DIRECTIONS:
a. From the passage on hash key ordering, copy everything from "Note that Hashkeys()" down to "behind the synonym." word for word.
b. In the passage on hash key ordering, what happens when a HashKeys() rule returns undef?

PROVIDED PASSAGE:

%%

If False then hashes are iterated using each(), and are output in whatever order your particular instance of perl provides, which varies across OS, architecture and version. This requires considerably less memory, and time.

If True then hashes are sorted before dumping. If the value matches /alph|lex/i then a lexicographical sort order is imposed. If the value matches /num/i then a numeric sort order is imposed, and if the value matches /smart/i then a sort order akin to a dictionary sort is imposed. This order is the default and probably will do the right thing for most key sets.

A user may also provide a CODE ref to be used for sorting and prefiltering the hash keys. The hash to be sorted will be passed by reference to the sub, and the sub is expected to return a reference to an array of keys to dump, a string like above, or false for perls ordering. Note that this subroutine will be called twice per hash per dump, with the number of the pass (0 or 1) as the second parameter. The behaviour of returning different values on each pass is not well defined, but it is likely that returning less keys (but the same ordering) on the second pass will be viable. Returning more keys or a different ordering probably wont be.

See "Controlling Hash Traversal and Display Order" for more details.

Note that Sortkeys() is a synonym for SortKeys() for compatibility with expectations formed by Data::Dumper. Data::Dumper provides the former, but the latter is consistant with the method naming scheme in this module. So in the spirit of TIMTOWTDI you can use either. :-)

HashKeys
HashKeys LIST
Hashkeys
Hashkeys LIST

In addition to SortKeys it is possible to further fine tune the traversal and ordering of hashes by using HashKeys(). Using this method you may specify either a specific ordering as in SortKeys, or a coderef similar to that used in SortKeys based on the hashrefs specific identity or its class. The only difference between the returns of the coderefs between the two methods is that if a HashKeys() rule returns undef then a fallback occurs to the SortKeys() rule. However if defined but false is returned then Perls internal ordering is used.

If provided a list it expects either $hash_refernce=>VALUE pairs or 'CLASS::NAME'=>VALUE pairs, and return $self. If called with no parameters in list or scalar context returns the options currently set, and if called with no parameters in void context clears all HashKeys() settings.

See "Controlling Hash Traversal and Display Order" and "SortKeys" for more details.

Note that Hashkeys() is a synonym for HashKeys() for compatibility with expectations formed by Data::Dumper with regard to the method Sortkeys(). See SortKeys for details of this method and the reason behind the synonym.

Verbose
Verbose BOOL

If Verbose is True then when references that cannot be resolved in a single statement are encountered the reference is substituted for a descriptive tag saying what type of forward reference it is, and to what is being referenced. The type is provided through a prefix, "R:" for reference, and "A:" for alias, "V:" for a value and then the name of the var in a string. Automatically generated var names are also reduced to the shortest possible unique abbreviation, with some tricks thrown in for Long::Class::Names::Like::This (which would abbreviate most likely to LCNLT1)

%%

ITEMS:
%%

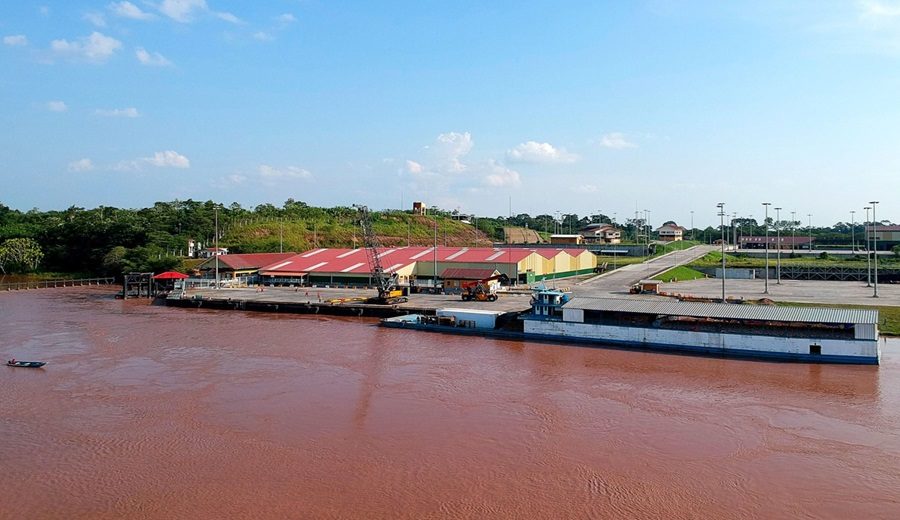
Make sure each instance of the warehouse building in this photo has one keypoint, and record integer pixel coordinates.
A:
(424, 266)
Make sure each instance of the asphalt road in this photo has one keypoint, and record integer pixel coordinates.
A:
(620, 280)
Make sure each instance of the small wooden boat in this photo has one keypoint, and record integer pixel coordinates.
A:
(25, 364)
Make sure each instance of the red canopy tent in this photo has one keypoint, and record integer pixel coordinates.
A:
(170, 275)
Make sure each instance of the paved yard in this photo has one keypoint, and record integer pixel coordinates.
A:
(811, 291)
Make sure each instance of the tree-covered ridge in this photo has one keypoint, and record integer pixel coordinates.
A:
(108, 240)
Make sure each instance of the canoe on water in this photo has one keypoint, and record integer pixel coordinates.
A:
(25, 364)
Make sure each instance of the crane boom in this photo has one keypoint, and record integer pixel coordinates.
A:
(385, 283)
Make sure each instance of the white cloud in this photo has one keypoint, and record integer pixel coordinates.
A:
(450, 148)
(413, 167)
(289, 172)
(95, 48)
(876, 9)
(501, 176)
(228, 17)
(15, 40)
(285, 18)
(81, 165)
(56, 106)
(118, 112)
(168, 159)
(129, 10)
(616, 140)
(182, 10)
(539, 153)
(151, 59)
(95, 18)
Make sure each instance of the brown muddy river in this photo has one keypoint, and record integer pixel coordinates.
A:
(151, 412)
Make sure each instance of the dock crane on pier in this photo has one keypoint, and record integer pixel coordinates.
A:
(388, 292)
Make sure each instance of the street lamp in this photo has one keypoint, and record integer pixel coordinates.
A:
(734, 230)
(721, 207)
(216, 252)
(868, 256)
(647, 223)
(875, 246)
(778, 246)
(766, 222)
(793, 230)
(809, 215)
(692, 224)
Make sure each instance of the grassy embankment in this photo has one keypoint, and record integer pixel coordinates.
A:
(714, 259)
(392, 229)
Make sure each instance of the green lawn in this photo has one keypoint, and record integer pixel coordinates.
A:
(679, 274)
(714, 259)
(889, 316)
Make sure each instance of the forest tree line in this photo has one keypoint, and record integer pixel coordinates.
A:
(109, 241)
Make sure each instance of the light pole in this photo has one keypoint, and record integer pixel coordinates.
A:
(778, 246)
(793, 230)
(875, 246)
(216, 252)
(766, 222)
(809, 215)
(692, 225)
(734, 231)
(721, 207)
(868, 256)
(647, 223)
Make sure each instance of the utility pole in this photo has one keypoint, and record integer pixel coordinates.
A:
(434, 257)
(216, 251)
(875, 245)
(692, 224)
(766, 222)
(721, 207)
(868, 255)
(793, 230)
(778, 246)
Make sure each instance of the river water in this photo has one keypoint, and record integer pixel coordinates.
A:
(153, 412)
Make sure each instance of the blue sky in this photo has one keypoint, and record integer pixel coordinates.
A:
(550, 106)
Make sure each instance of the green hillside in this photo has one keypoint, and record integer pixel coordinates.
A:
(393, 229)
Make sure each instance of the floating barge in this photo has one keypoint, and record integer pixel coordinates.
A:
(806, 334)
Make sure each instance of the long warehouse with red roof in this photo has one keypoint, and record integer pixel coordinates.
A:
(423, 265)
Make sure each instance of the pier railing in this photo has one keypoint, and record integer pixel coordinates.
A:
(48, 284)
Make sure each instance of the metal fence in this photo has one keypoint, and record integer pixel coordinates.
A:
(49, 284)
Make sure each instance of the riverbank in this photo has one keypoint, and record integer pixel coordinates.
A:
(153, 412)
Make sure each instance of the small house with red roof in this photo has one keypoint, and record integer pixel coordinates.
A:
(670, 232)
(239, 265)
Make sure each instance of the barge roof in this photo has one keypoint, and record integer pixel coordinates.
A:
(732, 311)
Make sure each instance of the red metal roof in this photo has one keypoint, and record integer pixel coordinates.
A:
(170, 275)
(458, 273)
(355, 261)
(246, 260)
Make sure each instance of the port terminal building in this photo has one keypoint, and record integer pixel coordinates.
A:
(424, 266)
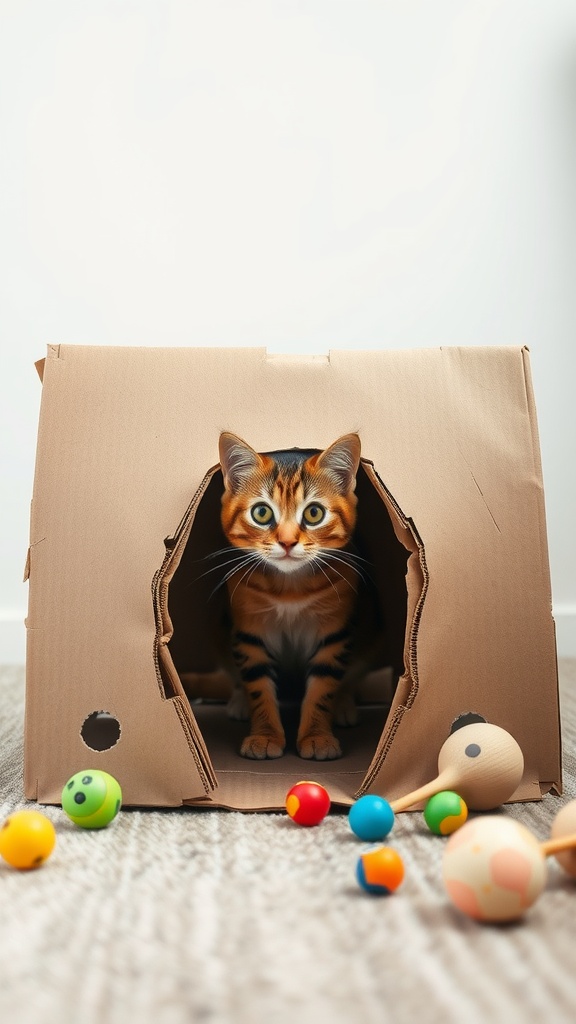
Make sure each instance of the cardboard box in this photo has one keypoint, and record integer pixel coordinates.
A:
(126, 504)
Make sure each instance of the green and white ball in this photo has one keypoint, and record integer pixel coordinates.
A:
(445, 812)
(91, 799)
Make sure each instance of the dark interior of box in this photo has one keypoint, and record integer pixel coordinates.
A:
(197, 603)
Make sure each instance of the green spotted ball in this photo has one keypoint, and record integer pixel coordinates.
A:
(445, 812)
(91, 799)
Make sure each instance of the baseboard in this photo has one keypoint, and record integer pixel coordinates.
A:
(12, 634)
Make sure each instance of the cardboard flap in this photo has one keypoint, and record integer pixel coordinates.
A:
(451, 470)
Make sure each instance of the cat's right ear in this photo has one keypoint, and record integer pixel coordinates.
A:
(238, 460)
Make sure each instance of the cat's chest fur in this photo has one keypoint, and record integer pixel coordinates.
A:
(292, 628)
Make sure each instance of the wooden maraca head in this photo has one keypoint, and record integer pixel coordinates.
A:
(480, 762)
(485, 764)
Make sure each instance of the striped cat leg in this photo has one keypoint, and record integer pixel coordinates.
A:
(255, 668)
(326, 672)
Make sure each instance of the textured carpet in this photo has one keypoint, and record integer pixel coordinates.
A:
(219, 916)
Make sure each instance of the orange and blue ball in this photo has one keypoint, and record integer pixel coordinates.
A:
(445, 812)
(371, 818)
(307, 803)
(380, 870)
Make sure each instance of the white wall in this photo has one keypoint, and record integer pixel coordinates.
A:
(303, 175)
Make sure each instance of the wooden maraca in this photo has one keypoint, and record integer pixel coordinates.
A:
(494, 868)
(481, 762)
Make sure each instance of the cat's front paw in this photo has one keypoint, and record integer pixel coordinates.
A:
(320, 747)
(345, 712)
(259, 747)
(238, 707)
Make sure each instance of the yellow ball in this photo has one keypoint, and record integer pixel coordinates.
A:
(27, 839)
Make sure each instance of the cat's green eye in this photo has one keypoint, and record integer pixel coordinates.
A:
(314, 514)
(261, 514)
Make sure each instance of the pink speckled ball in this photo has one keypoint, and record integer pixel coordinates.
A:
(494, 868)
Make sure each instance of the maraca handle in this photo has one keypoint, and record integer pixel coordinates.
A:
(424, 793)
(552, 846)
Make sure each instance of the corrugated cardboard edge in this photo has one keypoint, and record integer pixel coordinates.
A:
(558, 785)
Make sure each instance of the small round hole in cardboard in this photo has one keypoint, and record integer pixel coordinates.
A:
(100, 730)
(468, 718)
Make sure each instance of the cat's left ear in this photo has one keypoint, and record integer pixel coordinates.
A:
(238, 460)
(341, 461)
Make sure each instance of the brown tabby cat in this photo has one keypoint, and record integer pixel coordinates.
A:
(293, 589)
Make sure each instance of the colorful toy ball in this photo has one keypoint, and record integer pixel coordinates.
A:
(307, 803)
(371, 818)
(91, 799)
(27, 840)
(445, 812)
(494, 868)
(380, 870)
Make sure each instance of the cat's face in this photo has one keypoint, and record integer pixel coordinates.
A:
(289, 507)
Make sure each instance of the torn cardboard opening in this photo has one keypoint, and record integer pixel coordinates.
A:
(122, 672)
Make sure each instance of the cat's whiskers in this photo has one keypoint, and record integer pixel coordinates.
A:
(339, 556)
(255, 557)
(320, 558)
(238, 558)
(317, 561)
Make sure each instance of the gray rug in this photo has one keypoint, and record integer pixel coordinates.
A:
(218, 916)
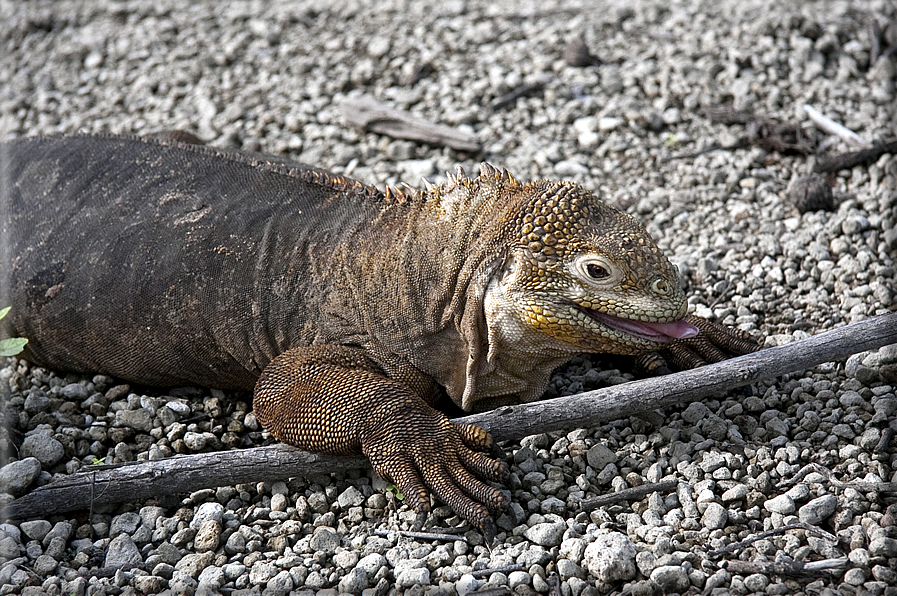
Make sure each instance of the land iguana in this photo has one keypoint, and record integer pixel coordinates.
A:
(345, 308)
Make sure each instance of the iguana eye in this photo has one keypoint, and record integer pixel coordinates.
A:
(596, 271)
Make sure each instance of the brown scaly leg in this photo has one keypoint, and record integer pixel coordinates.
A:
(334, 399)
(713, 343)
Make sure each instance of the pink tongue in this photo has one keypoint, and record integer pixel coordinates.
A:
(676, 330)
(679, 329)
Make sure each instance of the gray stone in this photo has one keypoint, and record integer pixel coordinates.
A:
(125, 523)
(208, 536)
(213, 577)
(419, 576)
(818, 509)
(36, 529)
(611, 557)
(354, 581)
(695, 412)
(883, 546)
(281, 584)
(44, 447)
(715, 516)
(74, 391)
(122, 551)
(546, 534)
(60, 530)
(599, 456)
(324, 540)
(783, 504)
(140, 420)
(670, 578)
(207, 511)
(351, 497)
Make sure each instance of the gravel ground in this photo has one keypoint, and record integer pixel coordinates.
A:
(243, 75)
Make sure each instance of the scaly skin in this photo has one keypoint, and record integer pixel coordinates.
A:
(344, 307)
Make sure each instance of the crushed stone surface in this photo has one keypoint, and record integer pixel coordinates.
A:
(618, 96)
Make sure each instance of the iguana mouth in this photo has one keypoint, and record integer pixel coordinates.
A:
(659, 332)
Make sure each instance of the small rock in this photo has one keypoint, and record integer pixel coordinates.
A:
(715, 516)
(16, 477)
(467, 585)
(568, 167)
(811, 192)
(611, 557)
(36, 529)
(670, 578)
(44, 447)
(354, 581)
(208, 536)
(818, 509)
(418, 576)
(122, 551)
(140, 420)
(883, 546)
(324, 540)
(783, 504)
(351, 497)
(576, 53)
(599, 456)
(546, 534)
(205, 512)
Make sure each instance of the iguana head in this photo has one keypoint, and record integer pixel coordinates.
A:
(587, 274)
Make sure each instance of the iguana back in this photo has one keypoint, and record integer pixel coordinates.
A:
(170, 263)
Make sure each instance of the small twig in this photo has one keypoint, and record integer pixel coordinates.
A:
(775, 532)
(886, 435)
(793, 568)
(826, 124)
(521, 91)
(369, 114)
(422, 535)
(506, 570)
(628, 494)
(882, 487)
(845, 161)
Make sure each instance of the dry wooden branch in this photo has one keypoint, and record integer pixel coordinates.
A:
(369, 114)
(845, 161)
(791, 569)
(185, 473)
(826, 124)
(628, 494)
(880, 487)
(775, 532)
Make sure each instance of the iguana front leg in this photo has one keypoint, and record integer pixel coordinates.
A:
(713, 343)
(334, 399)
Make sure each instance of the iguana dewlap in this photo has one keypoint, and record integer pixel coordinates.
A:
(344, 307)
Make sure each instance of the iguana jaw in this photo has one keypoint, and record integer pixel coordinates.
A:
(656, 332)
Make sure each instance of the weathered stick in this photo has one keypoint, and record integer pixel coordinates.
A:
(828, 125)
(592, 408)
(845, 161)
(185, 473)
(367, 113)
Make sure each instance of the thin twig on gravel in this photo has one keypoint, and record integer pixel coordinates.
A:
(881, 487)
(775, 532)
(506, 570)
(826, 124)
(628, 494)
(186, 473)
(788, 568)
(845, 161)
(445, 537)
(371, 115)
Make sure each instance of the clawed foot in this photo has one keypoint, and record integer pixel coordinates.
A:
(714, 343)
(446, 460)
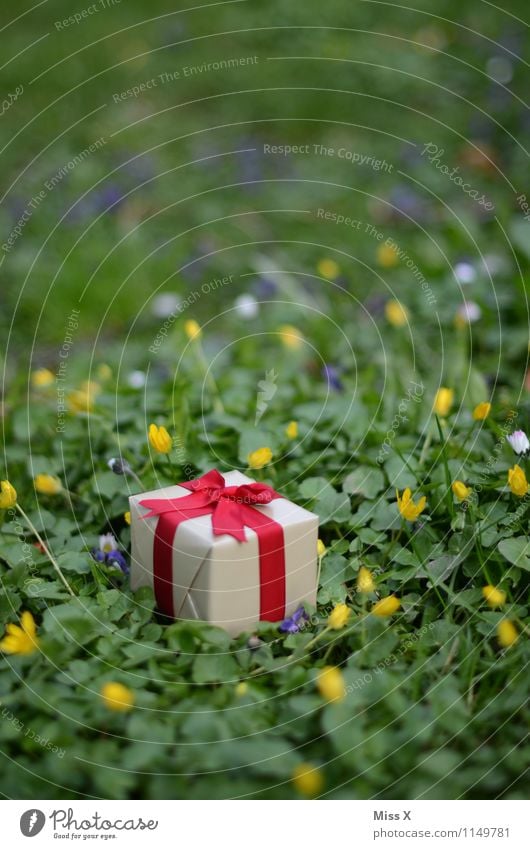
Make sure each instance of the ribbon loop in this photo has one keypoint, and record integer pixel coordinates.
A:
(232, 508)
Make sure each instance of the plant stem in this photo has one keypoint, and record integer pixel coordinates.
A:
(208, 376)
(46, 550)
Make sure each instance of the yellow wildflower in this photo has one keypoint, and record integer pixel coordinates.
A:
(159, 439)
(308, 780)
(517, 481)
(482, 411)
(339, 616)
(117, 697)
(365, 582)
(48, 484)
(21, 639)
(192, 329)
(8, 495)
(507, 633)
(82, 400)
(291, 430)
(443, 401)
(386, 606)
(291, 337)
(104, 372)
(330, 684)
(328, 268)
(396, 313)
(387, 255)
(460, 490)
(260, 458)
(42, 378)
(493, 596)
(408, 509)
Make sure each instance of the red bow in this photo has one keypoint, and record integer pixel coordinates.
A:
(232, 508)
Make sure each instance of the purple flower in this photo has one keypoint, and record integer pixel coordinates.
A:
(109, 554)
(294, 623)
(116, 560)
(331, 374)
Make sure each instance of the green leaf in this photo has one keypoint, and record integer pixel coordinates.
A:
(517, 551)
(218, 668)
(364, 481)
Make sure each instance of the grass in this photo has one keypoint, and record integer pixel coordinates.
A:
(181, 199)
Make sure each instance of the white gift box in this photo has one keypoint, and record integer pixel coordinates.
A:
(217, 578)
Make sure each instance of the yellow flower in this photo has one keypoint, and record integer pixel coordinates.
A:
(159, 439)
(387, 255)
(291, 337)
(258, 459)
(482, 411)
(292, 430)
(48, 484)
(443, 401)
(104, 372)
(493, 596)
(386, 606)
(42, 377)
(460, 490)
(339, 616)
(192, 329)
(507, 633)
(330, 684)
(365, 582)
(328, 268)
(308, 780)
(82, 400)
(396, 313)
(408, 509)
(117, 697)
(517, 481)
(8, 495)
(21, 640)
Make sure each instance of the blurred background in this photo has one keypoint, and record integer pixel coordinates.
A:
(123, 195)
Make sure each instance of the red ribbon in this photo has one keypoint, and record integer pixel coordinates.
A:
(232, 508)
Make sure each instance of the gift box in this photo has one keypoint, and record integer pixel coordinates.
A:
(224, 549)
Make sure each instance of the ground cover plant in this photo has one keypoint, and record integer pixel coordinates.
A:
(310, 265)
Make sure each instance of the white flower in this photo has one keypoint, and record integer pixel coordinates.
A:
(107, 542)
(469, 311)
(246, 306)
(519, 441)
(465, 272)
(136, 379)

%%

ANSWERS IN ORDER:
a.
Note that Hashkeys() is a synonym for HashKeys() for compatibility with expectations formed by Data::Dumper with regard to the method Sortkeys(). See SortKeys for details of this method and the reason behind the synonym.

b. A fallback occurs to the SortKeys() rule.